**SELECTED TEXT:**
By setting $\lambda(\{\mathbf{a}_{i}:\forall i\})=[g(\{\mathbf{a}_{i}:\forall i\})]_{k}$ in (26), it is concluded $m_{k}(\cdot)$ forms the universal approximator for the $k$ -th element of the optimal message vector $[\mathbf{m}_{0}^{\star}]_{k}=[g(\{\mathbf{a}_{i}:\forall i\})]_{k}$ . Stacking $M_{D}$ element-wise mappings $m_{k}(\cdot)$ for $k=1,\cdots,M_{D}$ leads to (25) with $\mathcal{M}_{0}(\cdot)=\bigoplus_{k=1}^{M_{D}}m_{k}(\cdot)$ and $\varepsilon_{k}=\frac{\varepsilon}{\sqrt{M_{D}}}$ . This completes the proof. ∎

Notice that the optimal downlink message generation (24) cannot be implemented in the practical F-RAN systems since the cloud needs to know the local statistics of the ENs perfectly. Nevertheless, thanks to Proposition 1, it can be alternatively executed through the proposed computation rule in (23). Thus, although the uplink messages are independently created at the ENs, the superposition signaling and resource sharing policies of the uplink NOMA fronthauling strategy leads to the successful distributed decision at the ENs. Since Proposition 1 holds for any continuous functions $\mathcal{M}_{0}(\cdot)$ and $\mathcal{M}_{i}(\cdot)$ , the universal approximation property is satisfied in the DL formulation with well-designed DNNs (8) and (9). As a result, the unknown optimal downlink message $\mathbf{m}_{0}^{\star}$ can be obtained by optimizing the DNNs with the end-to-end training policy (13).

**SHORT PROBLEM 1:**
Copy the rows word for word, starting at the row containing "If you could pin the coat" and ending at the last of the rows.
The F-RAN passage and the rows are unrelated material.

**DATASET CONTENT:**
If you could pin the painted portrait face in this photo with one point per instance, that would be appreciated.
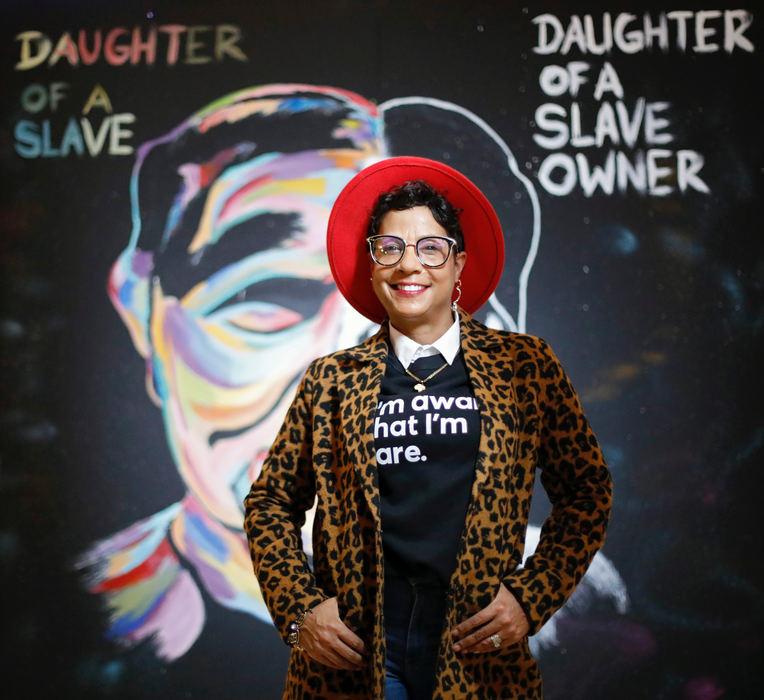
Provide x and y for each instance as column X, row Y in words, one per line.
column 228, row 348
column 226, row 291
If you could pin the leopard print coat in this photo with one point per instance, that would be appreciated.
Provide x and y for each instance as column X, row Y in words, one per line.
column 530, row 418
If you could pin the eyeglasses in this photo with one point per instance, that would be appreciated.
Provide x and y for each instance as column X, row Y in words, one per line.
column 432, row 251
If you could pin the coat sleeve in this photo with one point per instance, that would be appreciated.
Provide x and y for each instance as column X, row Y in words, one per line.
column 579, row 486
column 275, row 512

**SHORT PROBLEM 2:**
According to the F-RAN passage, why can't the optimal downlink message generation (24) be implemented in practical F-RAN systems?

**WORKED ANSWER 1:**
If you could pin the coat sleeve in this photo with one point per instance, that would be appreciated.
Provide x and y for each instance as column X, row Y in words, one per line.
column 579, row 486
column 275, row 512

**WORKED ANSWER 2:**
The cloud would need to know the local statistics of the ENs perfectly.